▶ Exercise goal
Give a verbatim copy of the lines below, minus the pictures.

Region labeling items:
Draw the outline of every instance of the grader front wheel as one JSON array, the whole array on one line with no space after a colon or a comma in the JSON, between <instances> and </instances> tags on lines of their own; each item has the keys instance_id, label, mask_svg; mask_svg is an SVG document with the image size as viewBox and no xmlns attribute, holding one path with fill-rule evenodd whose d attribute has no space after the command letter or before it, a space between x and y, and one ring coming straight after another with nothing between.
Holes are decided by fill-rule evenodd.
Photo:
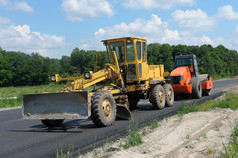
<instances>
[{"instance_id":1,"label":"grader front wheel","mask_svg":"<svg viewBox=\"0 0 238 158\"><path fill-rule=\"evenodd\" d=\"M46 125L47 127L58 127L61 126L64 120L41 120L41 122Z\"/></svg>"},{"instance_id":2,"label":"grader front wheel","mask_svg":"<svg viewBox=\"0 0 238 158\"><path fill-rule=\"evenodd\" d=\"M116 102L108 91L94 93L91 100L91 119L98 127L110 126L116 119Z\"/></svg>"}]
</instances>

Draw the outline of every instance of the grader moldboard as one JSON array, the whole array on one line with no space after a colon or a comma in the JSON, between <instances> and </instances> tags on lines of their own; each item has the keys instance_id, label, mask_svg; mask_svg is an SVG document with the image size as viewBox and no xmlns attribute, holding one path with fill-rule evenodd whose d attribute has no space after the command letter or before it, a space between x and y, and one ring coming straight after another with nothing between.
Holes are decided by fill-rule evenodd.
<instances>
[{"instance_id":1,"label":"grader moldboard","mask_svg":"<svg viewBox=\"0 0 238 158\"><path fill-rule=\"evenodd\" d=\"M172 106L174 92L164 65L147 64L146 39L125 37L102 41L110 62L98 72L80 77L51 75L51 82L68 81L57 93L23 95L23 118L40 119L46 126L60 126L64 119L88 119L98 127L110 126L116 117L129 119L140 99L154 109ZM96 63L96 62L95 62ZM96 68L96 64L95 64ZM71 82L69 82L71 81ZM103 83L92 92L85 88Z\"/></svg>"}]
</instances>

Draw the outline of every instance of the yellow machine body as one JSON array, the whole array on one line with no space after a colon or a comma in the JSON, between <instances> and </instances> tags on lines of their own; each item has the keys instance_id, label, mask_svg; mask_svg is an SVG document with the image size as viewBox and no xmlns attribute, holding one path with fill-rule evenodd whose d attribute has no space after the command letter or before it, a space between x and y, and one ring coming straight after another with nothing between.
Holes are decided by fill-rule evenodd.
<instances>
[{"instance_id":1,"label":"yellow machine body","mask_svg":"<svg viewBox=\"0 0 238 158\"><path fill-rule=\"evenodd\" d=\"M153 91L156 85L163 86L170 83L169 79L165 79L167 73L164 72L164 65L147 64L146 39L124 37L103 40L102 42L107 48L110 60L110 63L106 64L104 69L97 72L84 72L79 77L62 78L59 74L51 75L51 82L68 81L64 90L59 91L59 94L24 95L23 117L41 120L87 118L94 115L94 105L91 105L94 104L94 101L91 101L91 98L95 100L93 99L94 95L101 95L106 91L105 93L109 92L109 94L105 95L113 96L117 106L117 116L129 118L129 109L132 104L134 106L140 99L149 98L149 93ZM95 61L95 71L97 69L96 63L97 60ZM85 88L97 83L103 83L105 86L91 92L85 90ZM103 92L100 93L100 91ZM34 99L32 99L33 96ZM47 100L50 100L50 102L47 102ZM113 109L110 108L111 104L114 104L108 100L110 101L110 98L102 103L100 102L106 119L111 116L108 113ZM64 105L62 105L62 102ZM91 118L94 119L94 116L91 116ZM96 121L93 120L93 122ZM96 122L95 124L101 126L100 123ZM108 125L103 124L102 126Z\"/></svg>"}]
</instances>

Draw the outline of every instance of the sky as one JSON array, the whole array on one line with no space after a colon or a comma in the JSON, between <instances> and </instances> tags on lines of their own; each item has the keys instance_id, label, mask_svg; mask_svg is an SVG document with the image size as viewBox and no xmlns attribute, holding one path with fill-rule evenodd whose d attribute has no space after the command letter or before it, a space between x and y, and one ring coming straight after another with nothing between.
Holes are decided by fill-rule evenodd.
<instances>
[{"instance_id":1,"label":"sky","mask_svg":"<svg viewBox=\"0 0 238 158\"><path fill-rule=\"evenodd\" d=\"M61 58L101 40L220 44L238 51L237 0L0 0L0 47Z\"/></svg>"}]
</instances>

▶ Response below
Draw the outline of every instance of the grader front wheel as one JSON array, the whole array on one line with no space after a colon or a comma in the JSON, between <instances> and </instances> tags on lines of their own; each item has the keys instance_id, label, mask_svg; mask_svg is an SVG document with the image size as viewBox and no xmlns attribute, holding one path with fill-rule evenodd whose d attribute has no space after the command letter or before it, a space between x and y, and one ring coming straight after another with nothing between.
Holes are decided by fill-rule evenodd.
Photo:
<instances>
[{"instance_id":1,"label":"grader front wheel","mask_svg":"<svg viewBox=\"0 0 238 158\"><path fill-rule=\"evenodd\" d=\"M46 125L47 127L58 127L61 126L64 120L41 120L41 122Z\"/></svg>"},{"instance_id":2,"label":"grader front wheel","mask_svg":"<svg viewBox=\"0 0 238 158\"><path fill-rule=\"evenodd\" d=\"M116 102L108 91L94 93L91 100L91 119L98 127L110 126L116 119Z\"/></svg>"}]
</instances>

Draw the outline of every instance of the grader moldboard as one JSON array, the whole array on one line with no space after a colon or a comma in the JSON, between <instances> and </instances> tags on lines of their own; each item has the keys instance_id, label, mask_svg; mask_svg is an SVG document with the image size as viewBox and no xmlns attribute, holding one path with fill-rule evenodd whose d attribute has no space after the command letter or before it, a space between x and y, and one ring coming straight after another with nothing between.
Holes are decided by fill-rule evenodd.
<instances>
[{"instance_id":1,"label":"grader moldboard","mask_svg":"<svg viewBox=\"0 0 238 158\"><path fill-rule=\"evenodd\" d=\"M172 106L174 92L164 65L147 64L146 39L125 37L102 41L110 62L98 72L80 77L51 75L51 82L68 81L57 93L23 95L23 118L40 119L46 126L60 126L64 119L88 119L98 127L110 126L116 117L129 119L140 99L154 109ZM96 63L96 62L95 62ZM96 68L96 64L95 64ZM71 82L69 82L71 81ZM103 83L92 92L85 88Z\"/></svg>"}]
</instances>

Draw the outline of every instance of the yellow machine body as one JSON array, the whole array on one line with no space after a colon or a comma in the JSON, between <instances> and </instances> tags on lines of their own; each item has the keys instance_id, label, mask_svg; mask_svg is an SVG document with the image size as viewBox and no xmlns attribute, holding one path with fill-rule evenodd whose d attribute has no space after the command letter or before it, a space between x and y, and one ring coming straight after another with nothing between.
Holes are decided by fill-rule evenodd.
<instances>
[{"instance_id":1,"label":"yellow machine body","mask_svg":"<svg viewBox=\"0 0 238 158\"><path fill-rule=\"evenodd\" d=\"M153 91L156 85L163 86L170 83L169 79L165 79L167 73L164 72L164 65L147 64L146 39L124 37L103 40L102 42L107 48L110 60L110 63L106 64L104 69L97 72L84 72L79 77L62 78L59 74L51 75L51 82L68 81L64 90L59 91L59 94L24 95L23 117L41 120L87 118L94 115L94 105L91 105L94 104L94 101L91 101L91 98L95 100L93 99L94 95L101 95L106 91L105 93L109 92L109 94L105 95L113 96L117 106L117 116L129 118L129 109L132 104L134 106L140 99L149 98L149 93ZM95 61L95 71L97 69L96 63L97 60ZM85 88L97 83L103 83L105 86L91 92L85 90ZM103 92L100 93L100 91ZM34 99L32 99L33 96ZM47 100L50 100L50 102L47 102ZM113 109L110 108L111 104L114 104L108 100L110 101L110 98L102 103L100 102L106 119L111 116L108 113ZM64 105L62 105L62 102ZM91 118L94 119L94 116L91 116ZM96 121L93 120L93 122ZM96 122L95 124L101 126L100 123ZM108 125L103 124L102 126Z\"/></svg>"}]
</instances>

Draw the outline of every instance of the sky as one JSON array, the whole array on one line with no space after a colon or a comma in the JSON, between <instances> and </instances> tags on lines of their own; each item has the keys instance_id, label, mask_svg; mask_svg is an SVG document with the image size as viewBox and no xmlns attribute, holding one path with fill-rule evenodd whose d attribute has no space after the command letter or before it, a space between x and y, and one ring coming straight after another with nothing between.
Holes are decided by fill-rule evenodd.
<instances>
[{"instance_id":1,"label":"sky","mask_svg":"<svg viewBox=\"0 0 238 158\"><path fill-rule=\"evenodd\" d=\"M61 58L101 40L220 44L238 51L237 0L0 0L0 47Z\"/></svg>"}]
</instances>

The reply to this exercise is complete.